Start at the row that contains "bbox: boulder" and end with the row that contains "(280, 68), (415, 105)". Write those rows out again, changing every "cliff" to "bluff", keeping everything else the same and leaving out the pictures.

(Part of a data file)
########
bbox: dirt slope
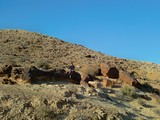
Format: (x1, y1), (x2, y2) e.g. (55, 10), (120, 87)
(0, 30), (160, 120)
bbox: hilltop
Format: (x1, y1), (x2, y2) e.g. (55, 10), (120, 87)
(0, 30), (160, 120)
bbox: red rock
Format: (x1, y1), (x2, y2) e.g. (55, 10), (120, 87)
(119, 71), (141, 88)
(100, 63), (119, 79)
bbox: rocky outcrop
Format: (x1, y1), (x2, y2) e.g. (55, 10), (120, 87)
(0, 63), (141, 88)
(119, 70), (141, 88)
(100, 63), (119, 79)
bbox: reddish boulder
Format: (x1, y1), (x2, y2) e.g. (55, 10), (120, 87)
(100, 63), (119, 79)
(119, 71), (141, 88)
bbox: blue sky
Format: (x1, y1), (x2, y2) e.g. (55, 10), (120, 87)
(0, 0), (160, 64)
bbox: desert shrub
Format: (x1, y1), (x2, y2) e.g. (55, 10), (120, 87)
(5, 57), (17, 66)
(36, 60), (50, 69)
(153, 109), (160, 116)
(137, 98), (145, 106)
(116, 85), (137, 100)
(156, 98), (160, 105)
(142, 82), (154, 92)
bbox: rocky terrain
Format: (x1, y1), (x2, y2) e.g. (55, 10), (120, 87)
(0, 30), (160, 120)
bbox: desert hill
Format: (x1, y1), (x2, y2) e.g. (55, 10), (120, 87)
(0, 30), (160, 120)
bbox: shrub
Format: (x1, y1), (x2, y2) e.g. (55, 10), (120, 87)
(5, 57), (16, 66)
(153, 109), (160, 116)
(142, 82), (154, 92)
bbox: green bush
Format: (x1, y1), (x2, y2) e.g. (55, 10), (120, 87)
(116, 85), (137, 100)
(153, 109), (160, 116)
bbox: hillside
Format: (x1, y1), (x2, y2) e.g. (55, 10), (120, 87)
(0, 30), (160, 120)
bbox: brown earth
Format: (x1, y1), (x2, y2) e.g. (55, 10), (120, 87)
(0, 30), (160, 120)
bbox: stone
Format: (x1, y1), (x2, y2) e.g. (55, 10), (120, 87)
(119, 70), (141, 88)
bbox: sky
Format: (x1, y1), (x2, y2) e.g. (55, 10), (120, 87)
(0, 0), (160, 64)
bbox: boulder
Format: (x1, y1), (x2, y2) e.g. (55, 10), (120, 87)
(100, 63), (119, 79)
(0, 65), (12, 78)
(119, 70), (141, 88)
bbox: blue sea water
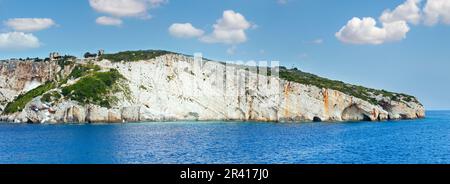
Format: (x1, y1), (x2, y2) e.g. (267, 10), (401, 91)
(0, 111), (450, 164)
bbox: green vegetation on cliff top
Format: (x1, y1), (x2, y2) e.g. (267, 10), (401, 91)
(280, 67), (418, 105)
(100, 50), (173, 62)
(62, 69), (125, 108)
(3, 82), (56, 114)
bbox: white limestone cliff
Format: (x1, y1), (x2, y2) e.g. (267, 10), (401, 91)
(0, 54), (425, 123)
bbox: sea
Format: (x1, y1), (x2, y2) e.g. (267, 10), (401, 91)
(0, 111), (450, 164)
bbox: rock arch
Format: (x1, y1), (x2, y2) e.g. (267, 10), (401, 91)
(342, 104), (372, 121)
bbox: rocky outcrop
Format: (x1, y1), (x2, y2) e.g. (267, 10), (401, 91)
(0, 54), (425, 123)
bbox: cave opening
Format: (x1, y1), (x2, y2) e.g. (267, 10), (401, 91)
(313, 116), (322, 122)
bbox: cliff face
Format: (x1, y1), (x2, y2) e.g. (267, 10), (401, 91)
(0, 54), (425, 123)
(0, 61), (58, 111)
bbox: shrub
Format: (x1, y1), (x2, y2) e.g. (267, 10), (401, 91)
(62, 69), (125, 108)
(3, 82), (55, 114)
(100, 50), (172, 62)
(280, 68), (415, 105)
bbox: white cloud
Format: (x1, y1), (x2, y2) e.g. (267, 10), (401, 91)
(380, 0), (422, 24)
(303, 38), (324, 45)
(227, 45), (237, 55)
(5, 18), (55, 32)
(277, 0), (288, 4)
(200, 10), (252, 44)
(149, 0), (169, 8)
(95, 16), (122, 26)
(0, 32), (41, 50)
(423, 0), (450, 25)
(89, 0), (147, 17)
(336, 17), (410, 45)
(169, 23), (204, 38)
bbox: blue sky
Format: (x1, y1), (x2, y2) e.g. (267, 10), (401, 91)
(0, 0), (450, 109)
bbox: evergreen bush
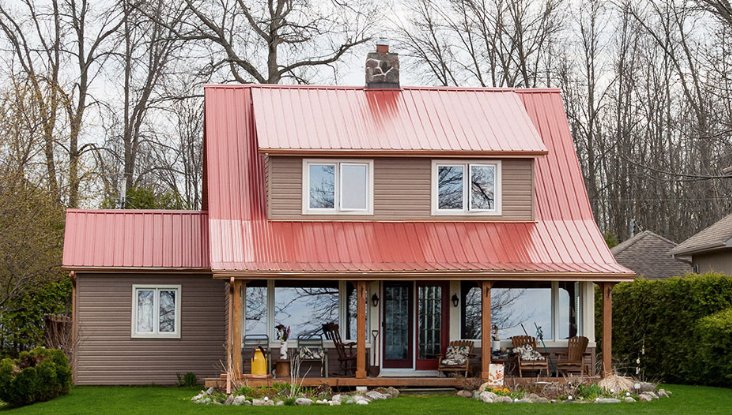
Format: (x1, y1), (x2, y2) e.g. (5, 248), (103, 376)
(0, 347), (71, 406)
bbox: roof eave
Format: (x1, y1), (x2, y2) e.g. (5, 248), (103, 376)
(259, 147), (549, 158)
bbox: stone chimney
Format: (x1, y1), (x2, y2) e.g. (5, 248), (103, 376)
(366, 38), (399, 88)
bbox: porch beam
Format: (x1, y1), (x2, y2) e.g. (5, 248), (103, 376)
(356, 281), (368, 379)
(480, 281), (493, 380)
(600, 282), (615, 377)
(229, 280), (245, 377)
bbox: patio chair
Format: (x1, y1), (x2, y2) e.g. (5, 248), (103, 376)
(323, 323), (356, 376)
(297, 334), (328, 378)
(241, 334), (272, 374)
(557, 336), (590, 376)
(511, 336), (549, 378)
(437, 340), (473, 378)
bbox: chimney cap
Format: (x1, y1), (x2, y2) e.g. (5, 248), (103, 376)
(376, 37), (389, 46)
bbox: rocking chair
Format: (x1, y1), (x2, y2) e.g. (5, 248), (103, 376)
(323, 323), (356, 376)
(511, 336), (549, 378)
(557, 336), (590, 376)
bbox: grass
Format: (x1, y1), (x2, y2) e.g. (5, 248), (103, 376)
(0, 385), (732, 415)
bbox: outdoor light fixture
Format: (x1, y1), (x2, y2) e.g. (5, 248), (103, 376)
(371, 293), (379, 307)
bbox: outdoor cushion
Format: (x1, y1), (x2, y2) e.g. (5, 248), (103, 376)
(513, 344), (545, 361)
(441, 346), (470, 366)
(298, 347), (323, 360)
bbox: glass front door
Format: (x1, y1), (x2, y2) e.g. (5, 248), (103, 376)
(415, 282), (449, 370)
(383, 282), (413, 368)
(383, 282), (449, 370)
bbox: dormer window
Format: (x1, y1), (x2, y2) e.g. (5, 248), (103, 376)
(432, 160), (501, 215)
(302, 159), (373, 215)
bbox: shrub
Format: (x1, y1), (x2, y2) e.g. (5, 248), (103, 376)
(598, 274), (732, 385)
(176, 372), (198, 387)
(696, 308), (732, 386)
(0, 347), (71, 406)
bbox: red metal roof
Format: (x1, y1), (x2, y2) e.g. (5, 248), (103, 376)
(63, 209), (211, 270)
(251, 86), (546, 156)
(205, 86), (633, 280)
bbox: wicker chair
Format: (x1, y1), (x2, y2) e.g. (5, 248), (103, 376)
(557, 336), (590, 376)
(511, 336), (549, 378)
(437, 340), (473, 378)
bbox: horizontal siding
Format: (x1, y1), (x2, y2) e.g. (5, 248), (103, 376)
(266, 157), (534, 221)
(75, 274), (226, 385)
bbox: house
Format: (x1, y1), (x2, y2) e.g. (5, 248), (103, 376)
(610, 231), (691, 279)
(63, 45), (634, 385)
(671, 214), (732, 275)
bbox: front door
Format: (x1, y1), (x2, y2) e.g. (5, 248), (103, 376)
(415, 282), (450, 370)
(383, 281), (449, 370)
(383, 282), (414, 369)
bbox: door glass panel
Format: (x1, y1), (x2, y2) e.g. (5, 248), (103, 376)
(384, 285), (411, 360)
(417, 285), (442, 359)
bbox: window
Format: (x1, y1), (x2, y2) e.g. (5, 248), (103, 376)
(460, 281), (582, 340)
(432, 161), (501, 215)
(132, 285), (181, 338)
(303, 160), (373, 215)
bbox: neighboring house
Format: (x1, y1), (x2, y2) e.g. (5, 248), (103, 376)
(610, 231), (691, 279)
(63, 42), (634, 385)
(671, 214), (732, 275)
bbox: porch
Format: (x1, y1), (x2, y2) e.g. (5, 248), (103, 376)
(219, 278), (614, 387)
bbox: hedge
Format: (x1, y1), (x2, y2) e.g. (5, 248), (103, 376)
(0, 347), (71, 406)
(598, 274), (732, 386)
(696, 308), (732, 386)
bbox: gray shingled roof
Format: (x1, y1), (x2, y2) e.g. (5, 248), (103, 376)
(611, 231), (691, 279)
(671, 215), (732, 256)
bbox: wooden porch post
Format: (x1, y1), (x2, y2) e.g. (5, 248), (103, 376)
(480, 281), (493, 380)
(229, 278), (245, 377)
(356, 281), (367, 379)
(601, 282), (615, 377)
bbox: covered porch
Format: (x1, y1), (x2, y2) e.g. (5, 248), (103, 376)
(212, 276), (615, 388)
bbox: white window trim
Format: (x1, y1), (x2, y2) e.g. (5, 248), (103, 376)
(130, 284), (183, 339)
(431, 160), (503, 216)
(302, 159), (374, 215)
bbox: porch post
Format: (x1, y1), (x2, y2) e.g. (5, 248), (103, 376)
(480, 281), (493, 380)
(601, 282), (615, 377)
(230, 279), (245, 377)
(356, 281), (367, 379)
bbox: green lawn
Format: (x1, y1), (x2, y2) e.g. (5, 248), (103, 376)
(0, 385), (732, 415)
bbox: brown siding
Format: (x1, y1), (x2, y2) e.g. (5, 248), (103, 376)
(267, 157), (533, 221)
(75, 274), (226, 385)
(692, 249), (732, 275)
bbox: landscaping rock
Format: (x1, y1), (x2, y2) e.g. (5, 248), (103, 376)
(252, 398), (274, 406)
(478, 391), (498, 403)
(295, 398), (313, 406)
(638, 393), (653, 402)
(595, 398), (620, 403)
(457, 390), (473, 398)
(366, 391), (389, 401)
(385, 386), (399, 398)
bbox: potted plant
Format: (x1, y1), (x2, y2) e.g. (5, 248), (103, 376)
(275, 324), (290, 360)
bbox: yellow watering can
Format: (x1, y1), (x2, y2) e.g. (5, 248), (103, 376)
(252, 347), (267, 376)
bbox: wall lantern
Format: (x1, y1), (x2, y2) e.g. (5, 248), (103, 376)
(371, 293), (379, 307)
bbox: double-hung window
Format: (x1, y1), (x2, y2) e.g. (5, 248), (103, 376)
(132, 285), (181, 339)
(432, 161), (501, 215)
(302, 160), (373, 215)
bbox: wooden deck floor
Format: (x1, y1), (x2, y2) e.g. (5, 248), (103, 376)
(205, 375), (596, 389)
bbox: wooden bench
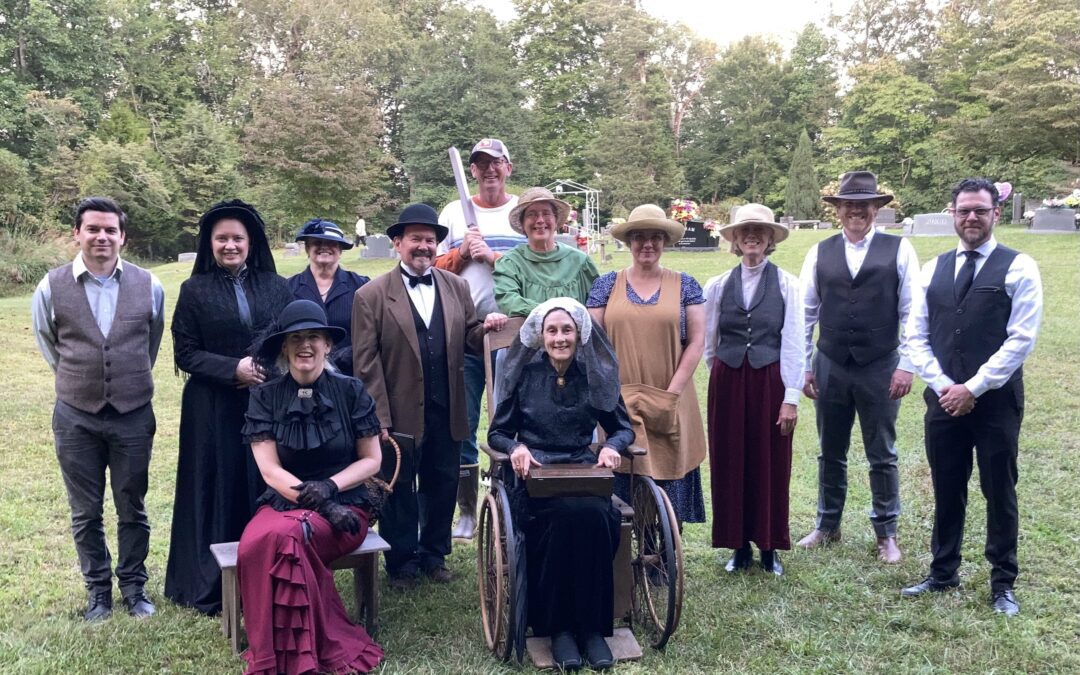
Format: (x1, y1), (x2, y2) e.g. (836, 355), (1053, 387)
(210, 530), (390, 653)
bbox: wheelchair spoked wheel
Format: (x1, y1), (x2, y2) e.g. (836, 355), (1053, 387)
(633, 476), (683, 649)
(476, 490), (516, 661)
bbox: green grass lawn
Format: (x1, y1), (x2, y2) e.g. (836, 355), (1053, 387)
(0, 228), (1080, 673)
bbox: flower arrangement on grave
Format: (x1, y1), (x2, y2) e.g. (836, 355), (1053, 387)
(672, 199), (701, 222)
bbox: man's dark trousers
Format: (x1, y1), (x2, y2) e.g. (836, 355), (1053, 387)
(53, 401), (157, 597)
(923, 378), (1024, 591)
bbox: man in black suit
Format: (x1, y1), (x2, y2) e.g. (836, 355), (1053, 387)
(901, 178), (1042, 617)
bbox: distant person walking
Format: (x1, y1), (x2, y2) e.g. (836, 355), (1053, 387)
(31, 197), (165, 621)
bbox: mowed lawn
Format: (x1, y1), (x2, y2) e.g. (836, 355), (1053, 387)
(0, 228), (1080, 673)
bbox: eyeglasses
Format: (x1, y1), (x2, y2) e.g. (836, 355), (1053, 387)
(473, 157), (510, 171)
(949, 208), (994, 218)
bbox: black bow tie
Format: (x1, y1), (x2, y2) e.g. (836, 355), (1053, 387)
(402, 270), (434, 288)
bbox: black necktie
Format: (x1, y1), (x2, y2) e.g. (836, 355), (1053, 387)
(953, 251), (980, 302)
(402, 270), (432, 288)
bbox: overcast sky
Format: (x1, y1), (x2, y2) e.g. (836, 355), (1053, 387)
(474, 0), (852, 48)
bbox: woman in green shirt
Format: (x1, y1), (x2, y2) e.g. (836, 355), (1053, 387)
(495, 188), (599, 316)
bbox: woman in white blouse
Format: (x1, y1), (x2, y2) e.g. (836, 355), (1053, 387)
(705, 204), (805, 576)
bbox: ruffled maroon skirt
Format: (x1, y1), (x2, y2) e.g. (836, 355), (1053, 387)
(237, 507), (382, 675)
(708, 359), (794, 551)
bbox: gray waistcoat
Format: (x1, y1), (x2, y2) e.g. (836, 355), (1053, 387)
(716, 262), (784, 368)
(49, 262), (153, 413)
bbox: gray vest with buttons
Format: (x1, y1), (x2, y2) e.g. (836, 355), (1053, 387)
########
*WORKED ANSWER*.
bbox: boulder
Format: (x1, y1), (x2, y2) e.g. (55, 10), (120, 87)
(100, 63), (119, 79)
(0, 65), (12, 78)
(119, 70), (141, 88)
bbox: blue sea water
Format: (x1, y1), (x2, y2) e.g. (267, 10), (401, 91)
(0, 111), (450, 164)
bbox: green vegetation on bluff top
Format: (x1, y1), (x2, y2) e.g. (267, 10), (401, 91)
(280, 67), (418, 105)
(100, 50), (173, 62)
(62, 69), (125, 108)
(3, 82), (56, 114)
bbox: white limestone bluff
Format: (x1, y1), (x2, y2) e.g. (267, 10), (401, 91)
(0, 54), (425, 123)
bbox: sea
Format: (x1, y1), (x2, y2) e.g. (267, 10), (401, 91)
(0, 111), (450, 164)
bbox: rock arch
Format: (x1, y1), (x2, y2) e.g. (267, 10), (401, 91)
(342, 104), (372, 121)
bbox: rocky outcrop
Format: (x1, y1), (x2, y2) e.g. (267, 10), (401, 91)
(0, 54), (425, 123)
bbox: cave opening
Format: (x1, y1), (x2, y2) e.g. (267, 10), (401, 91)
(313, 116), (322, 122)
bbox: bluff face
Format: (x1, y1), (x2, y2) e.g. (267, 10), (401, 91)
(0, 54), (425, 123)
(0, 61), (58, 111)
bbox: shrub
Format: (x1, y1), (x2, y2) e.g. (267, 10), (401, 91)
(62, 69), (125, 108)
(3, 82), (55, 114)
(100, 50), (172, 62)
(280, 68), (415, 105)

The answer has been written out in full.